--- RECORDED DATA ---

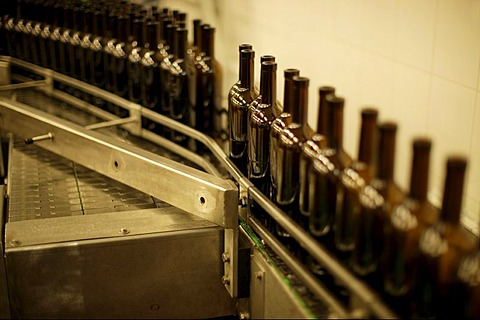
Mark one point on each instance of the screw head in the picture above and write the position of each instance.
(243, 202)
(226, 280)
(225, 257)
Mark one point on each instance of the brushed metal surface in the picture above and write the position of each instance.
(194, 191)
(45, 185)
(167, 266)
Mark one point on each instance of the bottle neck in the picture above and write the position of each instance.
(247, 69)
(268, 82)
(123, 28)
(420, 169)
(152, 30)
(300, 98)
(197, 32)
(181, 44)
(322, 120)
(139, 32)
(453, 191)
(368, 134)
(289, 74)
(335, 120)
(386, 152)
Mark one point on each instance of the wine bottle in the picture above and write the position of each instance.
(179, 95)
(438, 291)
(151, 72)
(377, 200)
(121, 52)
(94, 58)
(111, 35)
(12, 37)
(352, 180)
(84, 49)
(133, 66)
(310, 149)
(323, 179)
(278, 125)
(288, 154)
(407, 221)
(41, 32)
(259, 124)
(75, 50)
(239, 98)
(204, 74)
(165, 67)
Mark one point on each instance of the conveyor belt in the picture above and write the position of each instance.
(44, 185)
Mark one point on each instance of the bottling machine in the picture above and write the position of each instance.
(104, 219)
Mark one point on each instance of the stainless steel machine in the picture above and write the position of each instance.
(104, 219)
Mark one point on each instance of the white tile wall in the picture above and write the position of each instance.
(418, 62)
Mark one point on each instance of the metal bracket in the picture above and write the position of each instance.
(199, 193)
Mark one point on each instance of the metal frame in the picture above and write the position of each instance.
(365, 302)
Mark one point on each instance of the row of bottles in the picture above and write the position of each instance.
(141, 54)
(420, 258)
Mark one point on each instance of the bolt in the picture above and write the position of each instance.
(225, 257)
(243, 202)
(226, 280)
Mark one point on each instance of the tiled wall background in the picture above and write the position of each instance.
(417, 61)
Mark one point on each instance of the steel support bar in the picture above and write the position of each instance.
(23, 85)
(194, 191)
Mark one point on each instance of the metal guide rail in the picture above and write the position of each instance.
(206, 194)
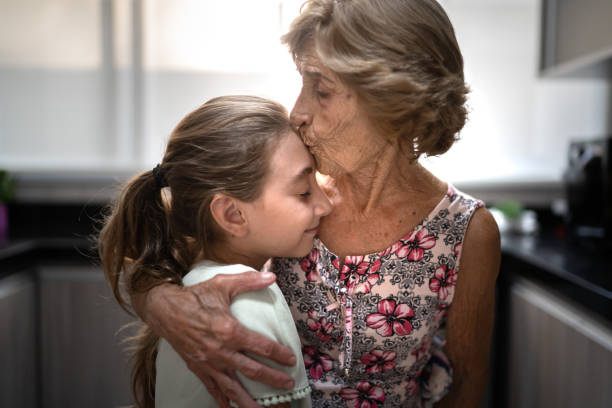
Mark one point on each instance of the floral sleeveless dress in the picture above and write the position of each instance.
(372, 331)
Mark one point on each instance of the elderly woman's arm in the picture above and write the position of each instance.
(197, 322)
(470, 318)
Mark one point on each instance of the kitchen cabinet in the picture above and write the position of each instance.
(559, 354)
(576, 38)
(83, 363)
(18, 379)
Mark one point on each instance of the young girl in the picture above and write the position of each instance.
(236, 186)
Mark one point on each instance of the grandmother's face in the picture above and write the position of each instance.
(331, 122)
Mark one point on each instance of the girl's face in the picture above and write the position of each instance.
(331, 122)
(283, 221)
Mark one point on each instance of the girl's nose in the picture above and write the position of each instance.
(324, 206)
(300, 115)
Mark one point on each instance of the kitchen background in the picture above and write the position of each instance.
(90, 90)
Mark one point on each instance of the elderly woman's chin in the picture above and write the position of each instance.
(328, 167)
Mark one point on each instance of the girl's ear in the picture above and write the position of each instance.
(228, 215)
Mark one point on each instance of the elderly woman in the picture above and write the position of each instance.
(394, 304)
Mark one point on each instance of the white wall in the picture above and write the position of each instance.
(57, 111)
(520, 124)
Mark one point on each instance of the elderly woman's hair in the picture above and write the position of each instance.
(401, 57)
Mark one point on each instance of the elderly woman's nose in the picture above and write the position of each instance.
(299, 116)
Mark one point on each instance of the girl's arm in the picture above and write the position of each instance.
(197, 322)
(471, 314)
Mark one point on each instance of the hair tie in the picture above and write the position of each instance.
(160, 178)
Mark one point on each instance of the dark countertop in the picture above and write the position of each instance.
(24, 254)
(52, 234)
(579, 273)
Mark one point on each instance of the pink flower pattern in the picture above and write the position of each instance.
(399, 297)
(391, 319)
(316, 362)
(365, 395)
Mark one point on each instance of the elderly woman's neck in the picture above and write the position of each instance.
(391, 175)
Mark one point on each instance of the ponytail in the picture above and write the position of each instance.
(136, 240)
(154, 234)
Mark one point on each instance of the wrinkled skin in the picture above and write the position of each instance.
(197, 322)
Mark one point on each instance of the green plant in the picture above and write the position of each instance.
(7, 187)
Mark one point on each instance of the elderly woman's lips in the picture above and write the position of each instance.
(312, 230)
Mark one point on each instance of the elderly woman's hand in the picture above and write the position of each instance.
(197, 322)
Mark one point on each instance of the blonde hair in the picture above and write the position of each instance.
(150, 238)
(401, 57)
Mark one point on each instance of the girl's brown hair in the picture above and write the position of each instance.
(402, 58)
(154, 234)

---
--- RECORDED DATA ---

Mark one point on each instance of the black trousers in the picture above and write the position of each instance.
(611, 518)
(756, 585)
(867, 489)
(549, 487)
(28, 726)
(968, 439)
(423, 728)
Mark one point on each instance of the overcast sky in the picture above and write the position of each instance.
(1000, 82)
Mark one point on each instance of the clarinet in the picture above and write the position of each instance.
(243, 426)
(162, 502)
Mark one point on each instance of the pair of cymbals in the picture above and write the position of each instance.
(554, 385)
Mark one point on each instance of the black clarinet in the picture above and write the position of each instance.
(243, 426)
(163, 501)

---

SHORT EXERCISE: Please count the lines in the material above that contain the word "background", treating uppercase and lowercase as different. Reply with the number alone.

FULL OUTPUT: 2